Transcribe the passage on reworkable component attachment below, word for word and in full.

** START TEXT BLOCK **

Accordingly, even if subsequent testing showed that an epoxied
package was defective, current practices would not allow for the
replacement or repositioning of selected components. For this
reason, the inability to rework conductive epoxy is presently
considered a disadvantage of such technology. Accordingly, an
attachment process that also allows reworking is needed.
[0007] Attempts have been made to remedy the problems discussed
above, however, they have met only limited success. Adhesive tape
and conductive resin have been used for components with peripheral
leads, wherein the leads electrically connect to contact pads on
the substrate surrounding the perimeter of the component. The
adhesive tape is placed between the component and the substrate to
provide a mechanical connection and the conductive resin is placed
on the contact pads to provide an electrical connection with the
peripheral leads. The conductive resin does not bond the leads to
the pads, it simply provides a conduction path, thus, the component
may be replaced or repositioned by removing it from the adhesive
tape. Accordingly, the removal process does not require heat and
the attachment process allows reworking, but the electrical
connection has proven unreliable. Because the conductive resin does
not provide a mechanical bond of the leads to the contact pads, the
electrical connection may be easily compromised. The adhesive tape
might be sufficient to bond the component to the substrate, but it
is not sufficient to keep the leads electrically connected to the
contact pads. Accordingly, an attachment process that provides a
durable electrical connection is also needed.
[0008] Notably, the tape and resin process described above is
applicable to a limited number of component types. For example, it
would be impractical to use the process with a component having for
its leads an array of conductive bumps between the component and
the substrate, providing both an electrical and a mechanical
connection. The difficulty of applying adhesive tape amongst an
array of contact pads on a substrate is typically sufficient to
discourage use of the tape and resin process. Accordingly, an
attachment process applicable to a variety of components is also
needed.
[0009] Thus, it can be seen from the above discussion that it would
be an improvement in the art to provide a method for forming
durable connections between a variety of components and substrates,
wherein the connections do not require heat for reworking. In other
words, the ability to rework is needed while providing durable and
reliable connections, wherein the rework has little impact on the
substrate and neighboring components and connections.

** END TEXT BLOCK **
** START GIVEN ENTRIES **

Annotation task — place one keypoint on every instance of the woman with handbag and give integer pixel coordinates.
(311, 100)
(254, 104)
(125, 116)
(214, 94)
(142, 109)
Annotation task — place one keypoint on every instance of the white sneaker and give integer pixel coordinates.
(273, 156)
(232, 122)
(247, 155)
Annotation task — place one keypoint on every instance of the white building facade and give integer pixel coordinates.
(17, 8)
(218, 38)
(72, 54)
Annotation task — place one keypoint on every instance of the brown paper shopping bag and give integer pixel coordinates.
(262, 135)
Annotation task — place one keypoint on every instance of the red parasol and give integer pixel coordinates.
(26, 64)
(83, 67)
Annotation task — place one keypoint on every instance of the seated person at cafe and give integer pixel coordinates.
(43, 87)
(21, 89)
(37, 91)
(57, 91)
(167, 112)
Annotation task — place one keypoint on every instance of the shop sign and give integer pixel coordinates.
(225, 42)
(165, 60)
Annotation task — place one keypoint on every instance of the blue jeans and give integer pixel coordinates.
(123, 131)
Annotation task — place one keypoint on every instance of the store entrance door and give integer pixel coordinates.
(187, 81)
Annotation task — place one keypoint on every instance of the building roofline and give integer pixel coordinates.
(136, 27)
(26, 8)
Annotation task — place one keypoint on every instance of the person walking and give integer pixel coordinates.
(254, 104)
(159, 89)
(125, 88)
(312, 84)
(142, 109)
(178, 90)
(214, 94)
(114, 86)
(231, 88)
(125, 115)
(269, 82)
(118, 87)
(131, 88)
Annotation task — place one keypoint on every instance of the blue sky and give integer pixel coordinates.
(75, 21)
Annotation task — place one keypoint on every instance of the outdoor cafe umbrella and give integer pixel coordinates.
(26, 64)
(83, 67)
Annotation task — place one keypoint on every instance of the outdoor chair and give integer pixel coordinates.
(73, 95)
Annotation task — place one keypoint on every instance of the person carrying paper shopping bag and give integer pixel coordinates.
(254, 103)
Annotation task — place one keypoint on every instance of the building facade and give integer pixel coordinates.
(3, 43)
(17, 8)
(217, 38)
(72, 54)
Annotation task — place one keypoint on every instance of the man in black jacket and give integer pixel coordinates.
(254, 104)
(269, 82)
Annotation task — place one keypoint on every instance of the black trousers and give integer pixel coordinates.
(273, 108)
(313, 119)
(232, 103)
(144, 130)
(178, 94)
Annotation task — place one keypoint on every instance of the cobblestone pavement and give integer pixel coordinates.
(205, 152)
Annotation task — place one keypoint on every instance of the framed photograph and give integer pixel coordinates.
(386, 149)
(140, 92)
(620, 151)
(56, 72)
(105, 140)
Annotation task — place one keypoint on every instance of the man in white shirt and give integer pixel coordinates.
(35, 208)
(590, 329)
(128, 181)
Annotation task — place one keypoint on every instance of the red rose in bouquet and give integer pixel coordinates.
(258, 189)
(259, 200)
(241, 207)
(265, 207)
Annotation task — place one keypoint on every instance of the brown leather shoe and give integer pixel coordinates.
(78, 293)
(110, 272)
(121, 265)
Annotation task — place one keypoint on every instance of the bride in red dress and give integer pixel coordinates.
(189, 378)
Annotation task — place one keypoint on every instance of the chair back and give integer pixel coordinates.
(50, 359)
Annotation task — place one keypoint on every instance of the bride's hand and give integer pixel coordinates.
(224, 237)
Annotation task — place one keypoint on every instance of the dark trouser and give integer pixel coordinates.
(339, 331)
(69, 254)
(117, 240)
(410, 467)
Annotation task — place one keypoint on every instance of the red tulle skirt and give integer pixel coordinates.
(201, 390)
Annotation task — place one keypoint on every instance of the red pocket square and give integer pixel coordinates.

** END GIVEN ENTRIES **

THE RESPONSE
Accordingly, even if subsequent testing showed that an epoxied
package was defective, current practices would not allow for the
replacement or repositioning of selected components. For this
reason, the inability to rework conductive epoxy is presently
considered a disadvantage of such technology. Accordingly, an
attachment process that also allows reworking is needed.
[0007] Attempts have been made to remedy the problems discussed
above, however, they have met only limited success. Adhesive tape
and conductive resin have been used for components with peripheral
leads, wherein the leads electrically connect to contact pads on
the substrate surrounding the perimeter of the component. The
adhesive tape is placed between the component and the substrate to
provide a mechanical connection and the conductive resin is placed
on the contact pads to provide an electrical connection with the
peripheral leads. The conductive resin does not bond the leads to
the pads, it simply provides a conduction path, thus, the component
may be replaced or repositioned by removing it from the adhesive
tape. Accordingly, the removal process does not require heat and
the attachment process allows reworking, but the electrical
connection has proven unreliable. Because the conductive resin does
not provide a mechanical bond of the leads to the contact pads, the
electrical connection may be easily compromised. The adhesive tape
might be sufficient to bond the component to the substrate, but it
is not sufficient to keep the leads electrically connected to the
contact pads. Accordingly, an attachment process that provides a
durable electrical connection is also needed.
[0008] Notably, the tape and resin process described above is
applicable to a limited number of component types. For example, it
would be impractical to use the process with a component having for
its leads an array of conductive bumps between the component and
the substrate, providing both an electrical and a mechanical
connection. The difficulty of applying adhesive tape amongst an
array of contact pads on a substrate is typically sufficient to
discourage use of the tape and resin process. Accordingly, an
attachment process applicable to a variety of components is also
needed.
[0009] Thus, it can be seen from the above discussion that it would
be an improvement in the art to provide a method for forming
durable connections between a variety of components and substrates,
wherein the connections do not require heat for reworking. In other
words, the ability to rework is needed while providing durable and
reliable connections, wherein the rework has little impact on the
substrate and neighboring components and connections.